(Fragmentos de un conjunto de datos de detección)
↓

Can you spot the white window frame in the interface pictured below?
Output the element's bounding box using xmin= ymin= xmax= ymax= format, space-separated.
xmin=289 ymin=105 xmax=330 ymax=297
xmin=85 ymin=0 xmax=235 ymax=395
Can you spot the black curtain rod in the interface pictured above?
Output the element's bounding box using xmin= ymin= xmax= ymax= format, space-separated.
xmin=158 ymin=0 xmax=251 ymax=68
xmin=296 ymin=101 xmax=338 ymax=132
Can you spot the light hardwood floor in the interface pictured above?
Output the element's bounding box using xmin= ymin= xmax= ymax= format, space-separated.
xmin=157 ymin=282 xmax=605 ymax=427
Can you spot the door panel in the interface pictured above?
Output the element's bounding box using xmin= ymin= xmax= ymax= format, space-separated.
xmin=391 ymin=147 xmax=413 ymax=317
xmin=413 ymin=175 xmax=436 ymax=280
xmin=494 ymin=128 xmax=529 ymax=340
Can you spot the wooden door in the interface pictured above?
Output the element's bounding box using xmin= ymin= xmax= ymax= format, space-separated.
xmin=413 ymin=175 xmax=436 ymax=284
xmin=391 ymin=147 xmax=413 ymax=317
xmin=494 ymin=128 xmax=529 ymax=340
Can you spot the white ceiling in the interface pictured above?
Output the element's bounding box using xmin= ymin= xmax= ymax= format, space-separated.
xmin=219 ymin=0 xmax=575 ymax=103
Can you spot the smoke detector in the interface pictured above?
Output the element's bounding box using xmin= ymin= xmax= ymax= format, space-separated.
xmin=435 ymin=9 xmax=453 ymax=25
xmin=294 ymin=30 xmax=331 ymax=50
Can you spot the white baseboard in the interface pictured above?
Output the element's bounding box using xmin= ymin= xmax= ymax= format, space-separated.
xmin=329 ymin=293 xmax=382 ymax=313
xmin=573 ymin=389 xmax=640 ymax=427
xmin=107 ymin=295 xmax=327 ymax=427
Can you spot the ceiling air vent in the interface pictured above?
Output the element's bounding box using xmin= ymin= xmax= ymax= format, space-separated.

↑

Qué hacer:
Edita todos los ítems de arriba: sustituye "space-separated" por "separated by single spaces" y deja todo lo demás igual.

Resultado:
Can you spot the white window frame in the interface pictured below?
Output the element's bounding box using xmin= ymin= xmax= ymax= format, separated by single spaces.
xmin=289 ymin=105 xmax=330 ymax=297
xmin=85 ymin=0 xmax=235 ymax=395
Can you spot the black curtain rod in the interface pictured above?
Output the element's bounding box using xmin= ymin= xmax= ymax= format, separated by single spaces.
xmin=158 ymin=0 xmax=251 ymax=68
xmin=296 ymin=101 xmax=338 ymax=132
Can you spot the light hardwood floor in the interface pictured above?
Output the element's bounding box using xmin= ymin= xmax= ymax= format, separated by single spaces.
xmin=157 ymin=282 xmax=605 ymax=427
Can you spot the door panel in the interface pictured above?
Output the element's bounding box using xmin= ymin= xmax= ymax= format, separated by single spaces.
xmin=391 ymin=147 xmax=413 ymax=317
xmin=413 ymin=175 xmax=436 ymax=280
xmin=494 ymin=128 xmax=529 ymax=340
Can you spot the wooden door in the interface pictured above?
Output the element's bounding box using xmin= ymin= xmax= ymax= format, separated by single spaces.
xmin=413 ymin=175 xmax=436 ymax=284
xmin=391 ymin=147 xmax=413 ymax=317
xmin=494 ymin=128 xmax=529 ymax=340
Can you spot the white ceiling in the interface pictured above?
Output the element's bounding box using xmin= ymin= xmax= ymax= format, separated by single spaces.
xmin=219 ymin=0 xmax=575 ymax=103
Can you spot the smoke detector in the interface pictured above?
Output the element's bounding box using xmin= ymin= xmax= ymax= format, separated by single spaces.
xmin=435 ymin=9 xmax=453 ymax=25
xmin=294 ymin=30 xmax=331 ymax=50
Can you spot the white baseboard in the interface pictured above?
Output the element's bounding box using xmin= ymin= xmax= ymax= format, separated by single spaces.
xmin=329 ymin=293 xmax=382 ymax=313
xmin=573 ymin=389 xmax=640 ymax=427
xmin=107 ymin=295 xmax=327 ymax=427
Can you spot the ceiling air vent in the interface pictured above?
Output the element's bounding box using xmin= ymin= xmax= ymax= format, separated by single spaces.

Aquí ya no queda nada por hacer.